**Stored data entries:**
[Start of Attachment]
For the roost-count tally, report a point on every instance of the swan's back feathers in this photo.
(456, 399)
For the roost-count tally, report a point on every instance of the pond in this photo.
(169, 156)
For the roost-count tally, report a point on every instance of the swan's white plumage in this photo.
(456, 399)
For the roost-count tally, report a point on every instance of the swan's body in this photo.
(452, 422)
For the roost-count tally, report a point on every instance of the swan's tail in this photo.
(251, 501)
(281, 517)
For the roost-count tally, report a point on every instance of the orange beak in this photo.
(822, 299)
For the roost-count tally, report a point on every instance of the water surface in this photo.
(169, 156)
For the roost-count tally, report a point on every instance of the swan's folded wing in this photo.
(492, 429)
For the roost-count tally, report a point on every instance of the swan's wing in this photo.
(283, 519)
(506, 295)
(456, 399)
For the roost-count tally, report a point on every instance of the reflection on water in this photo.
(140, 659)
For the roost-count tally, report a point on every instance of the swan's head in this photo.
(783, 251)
[End of Attachment]
Could you print exactly the lines from the one containing "folded wing in this photo." through the last line of the records above?

**Result of this task:**
For the roost-count tally, report a point on every instance of the swan's folded wing in this photo.
(492, 429)
For the roost-count tally, report a point on every instance of the swan's wing in this photo.
(283, 519)
(506, 295)
(456, 399)
For the roost-count tally, report a point on every instance of the reflection on water in this photo.
(140, 659)
For the roost-count tally, report a point on every instance of the swan's head in this photo.
(783, 251)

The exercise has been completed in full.